** Start of Extract provided **
Lions owner Martha Firestone Ford wanted a new way of doing things, within a franchise that has won one playoff game in 57 years.

And although he won't put a timetable on any major decisions yet, or declare when that mystical turnaround will begin, new Lions general manager and executive vice president Bob Quinn says it will come.

Decisions will inevitably start flowing quickly, as the Lions are already a week and a half into yet another offseason not punctuated by a playoff appearance.

In his first day on the job Monday, Quinn had only met head coach Jim Caldwell for about 30 seconds before Quinn's introductory press conference. No decision on Caldwell's future has been made, he said, although he expected it "sooner rather than later."

"It's going to be my feeling about if I can work with Coach Caldwell, his philosophy, his beliefs, will they mesh with mine," Quinn said. "The scouting staff and the coaching staff have to mesh together. So if you can't have that, it's going to be a hard mix. So I really want to get to know Coach Caldwell and see if we can work together."

Ford was asked if she would prefer Quinn kept Caldwell, but declined to give her opinion.

"I love Jim Caldwell," she said. "So I probably don't want to answer that question."

Matthew Stafford's future with Detroit was much firmer. Quinn wouldn't comment on the majority of the roster, saying he had only evaluated it from "afar." But Stafford is a "good quarterback," Quinn said, and would be the team's leader heading into the future.
** End of Extract provided **
** Start of Supplied entries **
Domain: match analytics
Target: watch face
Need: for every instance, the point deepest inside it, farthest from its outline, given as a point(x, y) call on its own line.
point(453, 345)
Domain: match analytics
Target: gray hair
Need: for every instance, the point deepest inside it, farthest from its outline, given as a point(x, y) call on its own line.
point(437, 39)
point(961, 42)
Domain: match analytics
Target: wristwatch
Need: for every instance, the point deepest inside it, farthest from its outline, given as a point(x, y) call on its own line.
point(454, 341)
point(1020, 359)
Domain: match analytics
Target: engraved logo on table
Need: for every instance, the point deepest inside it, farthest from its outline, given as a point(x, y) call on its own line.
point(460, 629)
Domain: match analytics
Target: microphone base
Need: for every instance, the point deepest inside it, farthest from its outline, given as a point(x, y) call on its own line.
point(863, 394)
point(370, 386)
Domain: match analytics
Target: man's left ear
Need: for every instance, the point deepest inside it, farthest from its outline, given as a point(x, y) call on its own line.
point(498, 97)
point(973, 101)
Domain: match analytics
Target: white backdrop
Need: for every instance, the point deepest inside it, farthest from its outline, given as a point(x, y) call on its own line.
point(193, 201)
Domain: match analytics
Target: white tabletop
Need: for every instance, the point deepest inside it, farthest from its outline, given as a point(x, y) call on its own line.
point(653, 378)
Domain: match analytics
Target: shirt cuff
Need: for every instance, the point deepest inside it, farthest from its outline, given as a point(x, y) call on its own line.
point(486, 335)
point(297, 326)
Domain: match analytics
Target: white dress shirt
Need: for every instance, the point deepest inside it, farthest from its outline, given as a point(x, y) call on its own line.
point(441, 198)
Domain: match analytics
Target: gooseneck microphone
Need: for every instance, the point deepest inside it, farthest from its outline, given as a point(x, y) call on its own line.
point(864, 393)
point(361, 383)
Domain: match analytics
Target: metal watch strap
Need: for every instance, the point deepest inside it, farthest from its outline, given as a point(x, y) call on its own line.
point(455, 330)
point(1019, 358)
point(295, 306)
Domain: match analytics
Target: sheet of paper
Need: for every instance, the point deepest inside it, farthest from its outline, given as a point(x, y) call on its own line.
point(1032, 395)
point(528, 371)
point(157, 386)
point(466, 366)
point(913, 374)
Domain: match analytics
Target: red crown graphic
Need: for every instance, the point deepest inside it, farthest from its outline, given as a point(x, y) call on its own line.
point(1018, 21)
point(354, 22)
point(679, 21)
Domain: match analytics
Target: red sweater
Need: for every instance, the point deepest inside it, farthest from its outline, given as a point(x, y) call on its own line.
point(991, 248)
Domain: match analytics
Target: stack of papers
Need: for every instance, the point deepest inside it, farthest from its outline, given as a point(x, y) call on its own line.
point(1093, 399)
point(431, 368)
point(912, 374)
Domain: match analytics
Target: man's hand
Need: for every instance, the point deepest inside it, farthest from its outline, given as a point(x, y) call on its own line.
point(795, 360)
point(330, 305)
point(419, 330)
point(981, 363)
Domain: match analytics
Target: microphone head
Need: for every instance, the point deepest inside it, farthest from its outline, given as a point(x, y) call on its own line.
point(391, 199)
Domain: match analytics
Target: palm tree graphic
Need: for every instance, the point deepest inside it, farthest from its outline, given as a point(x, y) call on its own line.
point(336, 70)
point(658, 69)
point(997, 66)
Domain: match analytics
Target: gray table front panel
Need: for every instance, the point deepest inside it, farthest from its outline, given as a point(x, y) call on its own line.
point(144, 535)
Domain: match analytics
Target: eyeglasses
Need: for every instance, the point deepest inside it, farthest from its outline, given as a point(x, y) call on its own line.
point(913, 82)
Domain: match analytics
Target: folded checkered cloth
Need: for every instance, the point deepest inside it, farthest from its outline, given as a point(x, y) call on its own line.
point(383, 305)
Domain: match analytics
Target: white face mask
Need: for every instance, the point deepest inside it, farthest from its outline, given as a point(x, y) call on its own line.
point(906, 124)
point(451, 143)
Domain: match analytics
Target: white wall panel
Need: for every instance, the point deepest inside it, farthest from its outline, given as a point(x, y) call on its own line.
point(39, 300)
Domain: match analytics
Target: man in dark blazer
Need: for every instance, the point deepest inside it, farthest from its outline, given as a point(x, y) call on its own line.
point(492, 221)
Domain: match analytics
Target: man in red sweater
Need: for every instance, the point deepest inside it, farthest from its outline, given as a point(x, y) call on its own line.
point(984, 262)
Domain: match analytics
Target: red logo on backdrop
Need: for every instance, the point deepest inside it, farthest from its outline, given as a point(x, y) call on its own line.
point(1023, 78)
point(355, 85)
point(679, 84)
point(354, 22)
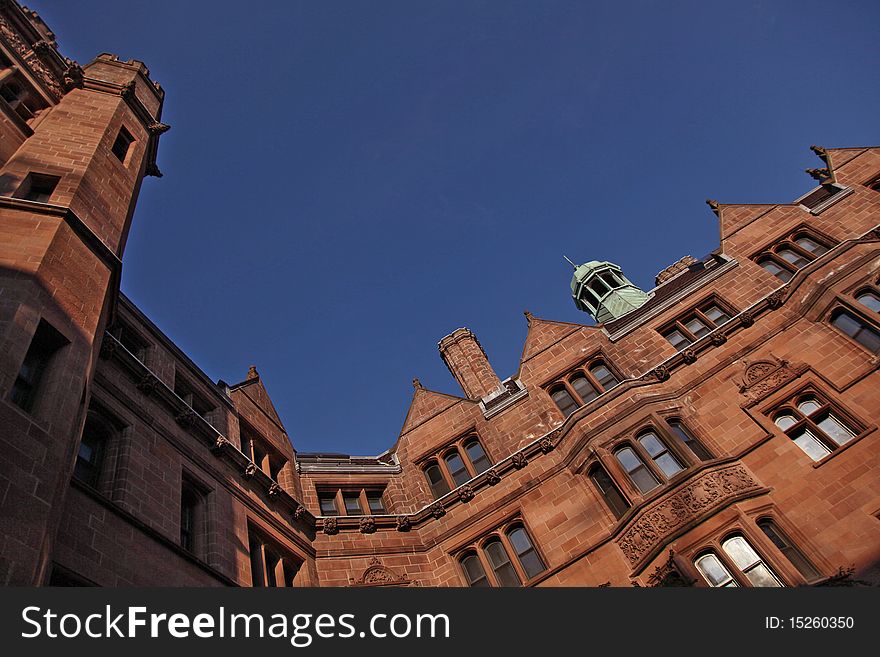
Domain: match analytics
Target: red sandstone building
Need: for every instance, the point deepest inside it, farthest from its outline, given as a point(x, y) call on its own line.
point(719, 429)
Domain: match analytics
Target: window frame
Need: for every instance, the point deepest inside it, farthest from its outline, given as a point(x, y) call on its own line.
point(563, 382)
point(598, 466)
point(696, 312)
point(339, 493)
point(715, 547)
point(794, 546)
point(458, 447)
point(501, 534)
point(788, 241)
point(828, 407)
point(200, 530)
point(267, 546)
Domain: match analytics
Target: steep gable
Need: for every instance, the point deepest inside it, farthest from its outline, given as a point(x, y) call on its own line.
point(425, 405)
point(544, 333)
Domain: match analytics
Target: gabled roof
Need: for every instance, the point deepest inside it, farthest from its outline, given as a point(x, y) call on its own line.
point(544, 333)
point(252, 387)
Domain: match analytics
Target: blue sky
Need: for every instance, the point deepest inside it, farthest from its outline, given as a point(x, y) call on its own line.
point(347, 182)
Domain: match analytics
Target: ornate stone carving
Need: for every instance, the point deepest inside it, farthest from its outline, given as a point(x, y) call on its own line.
point(157, 128)
point(186, 418)
point(73, 76)
point(220, 444)
point(108, 348)
point(819, 174)
point(657, 523)
point(661, 373)
point(31, 57)
point(378, 575)
point(762, 377)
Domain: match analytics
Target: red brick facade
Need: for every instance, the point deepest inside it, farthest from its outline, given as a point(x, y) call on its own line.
point(121, 463)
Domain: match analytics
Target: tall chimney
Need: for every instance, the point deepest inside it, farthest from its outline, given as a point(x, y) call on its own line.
point(465, 358)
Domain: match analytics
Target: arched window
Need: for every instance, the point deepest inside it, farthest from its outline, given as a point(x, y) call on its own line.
point(658, 451)
point(694, 324)
point(640, 475)
point(792, 252)
point(810, 245)
point(564, 401)
point(92, 447)
point(857, 329)
point(609, 491)
point(526, 553)
point(792, 257)
point(582, 386)
point(499, 560)
point(813, 425)
point(691, 442)
point(477, 455)
point(436, 480)
point(715, 573)
point(473, 570)
point(789, 549)
point(749, 563)
point(457, 469)
point(777, 270)
point(604, 376)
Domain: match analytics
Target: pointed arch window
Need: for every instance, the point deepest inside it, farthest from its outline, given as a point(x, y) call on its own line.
point(791, 252)
point(582, 385)
point(506, 556)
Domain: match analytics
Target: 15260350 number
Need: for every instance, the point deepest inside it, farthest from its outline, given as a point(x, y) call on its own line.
point(821, 622)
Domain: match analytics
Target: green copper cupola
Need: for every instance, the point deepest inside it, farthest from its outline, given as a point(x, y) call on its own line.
point(601, 290)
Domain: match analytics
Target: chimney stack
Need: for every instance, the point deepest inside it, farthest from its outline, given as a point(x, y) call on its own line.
point(465, 358)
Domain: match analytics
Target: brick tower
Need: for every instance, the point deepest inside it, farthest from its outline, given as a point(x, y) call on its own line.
point(76, 145)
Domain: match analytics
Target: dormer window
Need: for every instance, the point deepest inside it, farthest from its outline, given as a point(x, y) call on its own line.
point(791, 252)
point(694, 324)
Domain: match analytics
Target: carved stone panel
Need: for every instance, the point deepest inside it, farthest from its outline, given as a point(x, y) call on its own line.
point(762, 377)
point(378, 575)
point(652, 527)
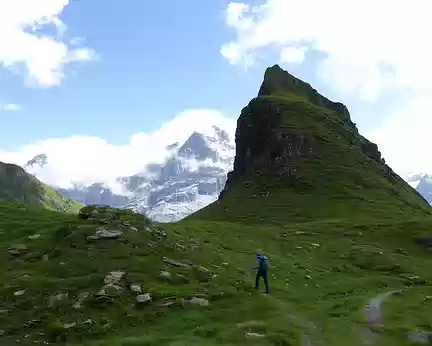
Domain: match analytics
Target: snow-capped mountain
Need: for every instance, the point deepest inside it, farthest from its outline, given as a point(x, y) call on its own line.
point(190, 178)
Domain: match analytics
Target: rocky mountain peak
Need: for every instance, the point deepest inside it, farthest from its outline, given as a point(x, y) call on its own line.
point(294, 139)
point(278, 81)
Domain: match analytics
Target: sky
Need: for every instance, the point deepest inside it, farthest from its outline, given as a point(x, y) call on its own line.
point(102, 87)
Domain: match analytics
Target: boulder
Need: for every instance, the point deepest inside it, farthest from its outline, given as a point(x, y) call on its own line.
point(144, 298)
point(114, 277)
point(174, 263)
point(102, 233)
point(18, 250)
point(19, 293)
point(198, 301)
point(82, 297)
point(57, 298)
point(165, 275)
point(135, 288)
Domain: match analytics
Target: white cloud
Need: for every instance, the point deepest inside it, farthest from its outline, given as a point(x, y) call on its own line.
point(404, 138)
point(365, 47)
point(44, 57)
point(357, 38)
point(9, 107)
point(85, 159)
point(293, 55)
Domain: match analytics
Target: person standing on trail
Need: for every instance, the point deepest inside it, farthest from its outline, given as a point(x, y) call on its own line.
point(262, 271)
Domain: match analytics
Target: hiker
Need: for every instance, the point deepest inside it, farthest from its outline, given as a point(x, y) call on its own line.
point(263, 266)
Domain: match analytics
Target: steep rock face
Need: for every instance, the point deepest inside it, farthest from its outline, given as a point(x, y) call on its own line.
point(299, 154)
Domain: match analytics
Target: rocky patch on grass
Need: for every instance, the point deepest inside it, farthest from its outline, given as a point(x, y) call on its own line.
point(18, 250)
point(102, 233)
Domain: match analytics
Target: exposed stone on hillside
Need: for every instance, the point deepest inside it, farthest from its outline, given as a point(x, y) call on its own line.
point(290, 123)
point(278, 80)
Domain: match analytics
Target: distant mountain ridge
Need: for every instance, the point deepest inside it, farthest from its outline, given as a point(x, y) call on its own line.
point(18, 186)
point(188, 180)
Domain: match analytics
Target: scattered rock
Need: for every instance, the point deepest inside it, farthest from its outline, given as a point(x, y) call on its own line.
point(102, 233)
point(176, 263)
point(251, 324)
point(88, 322)
point(402, 252)
point(57, 298)
point(418, 337)
point(19, 293)
point(425, 241)
point(69, 325)
point(18, 250)
point(203, 270)
point(82, 297)
point(110, 290)
point(144, 298)
point(135, 288)
point(164, 274)
point(254, 336)
point(114, 277)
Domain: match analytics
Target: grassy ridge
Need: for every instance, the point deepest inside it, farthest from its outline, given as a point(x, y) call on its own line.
point(17, 186)
point(321, 273)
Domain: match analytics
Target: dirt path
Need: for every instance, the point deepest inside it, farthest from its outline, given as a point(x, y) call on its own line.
point(373, 318)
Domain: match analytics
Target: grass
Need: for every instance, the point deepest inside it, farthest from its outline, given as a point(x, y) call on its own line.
point(321, 273)
point(17, 186)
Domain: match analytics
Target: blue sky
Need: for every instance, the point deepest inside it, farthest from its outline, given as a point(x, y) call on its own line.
point(156, 60)
point(127, 67)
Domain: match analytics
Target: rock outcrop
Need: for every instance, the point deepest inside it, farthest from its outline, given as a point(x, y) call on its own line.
point(293, 143)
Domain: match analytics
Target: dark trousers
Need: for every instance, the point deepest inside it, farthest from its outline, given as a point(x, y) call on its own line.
point(264, 275)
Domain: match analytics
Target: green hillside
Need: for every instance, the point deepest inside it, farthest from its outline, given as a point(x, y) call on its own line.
point(17, 186)
point(339, 226)
point(300, 158)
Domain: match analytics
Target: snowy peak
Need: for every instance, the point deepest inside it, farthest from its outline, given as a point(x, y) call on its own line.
point(207, 146)
point(38, 161)
point(188, 178)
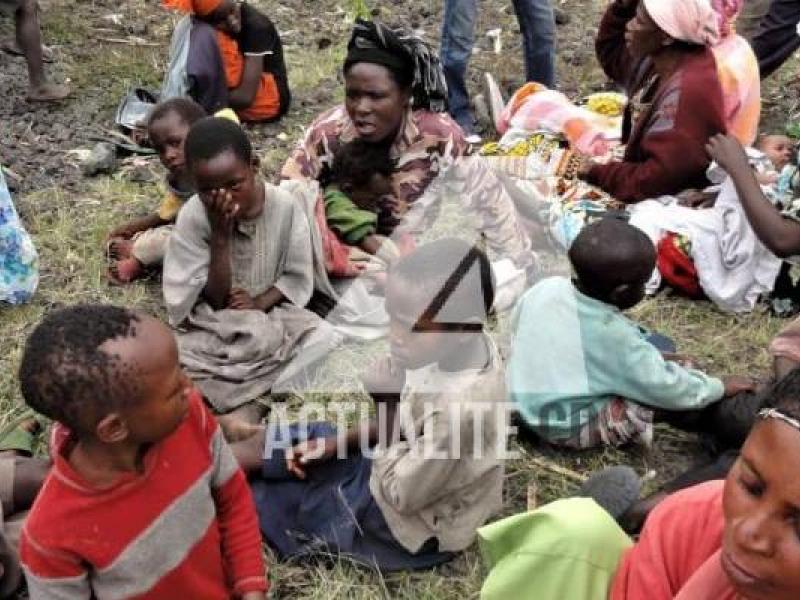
** End of Supplied entries **
• Exercise prompt
Write the next part of the article about Bob Quinn's first day as the Detroit Lions general manager, starting after its final sentence.

• Result
Wide receiver Calvin Johnson, who is mulling his own future, is an important part of the equation too, but Quinn said he wouldn't push him into deciding one way or another.

Quinn will report directly to Ford, in a "partnership" with team president Rod Wood. Wood will handle the financial aspect of the franchise, but Quinn will also do some number-crunching himself.

"We wanted somebody who could take on the whole football operation, (salary) cap included," Wood said. "I will certainly be interested in the cap and the cash spending as it pertains to what we plan for the financial side but ultimately in how it's used and the way we use it to sign our football team, that's up to Bob."

Quinn's background is in scouting and personnel, and he comes from an organization that won four Super Bowls during his time there. Bringing parts of that so-called "Patriot Way" to Detroit will be the goal. An addiction to "the process" is what drives Quinn's philosophy, and consistency is what that process is supposed to bring.

"It's about consistency and it's about the process," he said. "Things in New England when I started there 16 years ago didn't happen overnight. It's a step by step, day by day, month by month process. One of many things I learned in New England was that we're always striving to get better. Whether it's scouting, whether it's coaching, whether it's in the weight room, nutrition, analytics, if we can get one step better every day, that's putting this organization in the right direction."

For an organization that's never had consistency – on the winning side, at least – bringing in someone like Quinn from the outside was what ownership wanted.

Said Ford: "I just thought we needed a fresh start."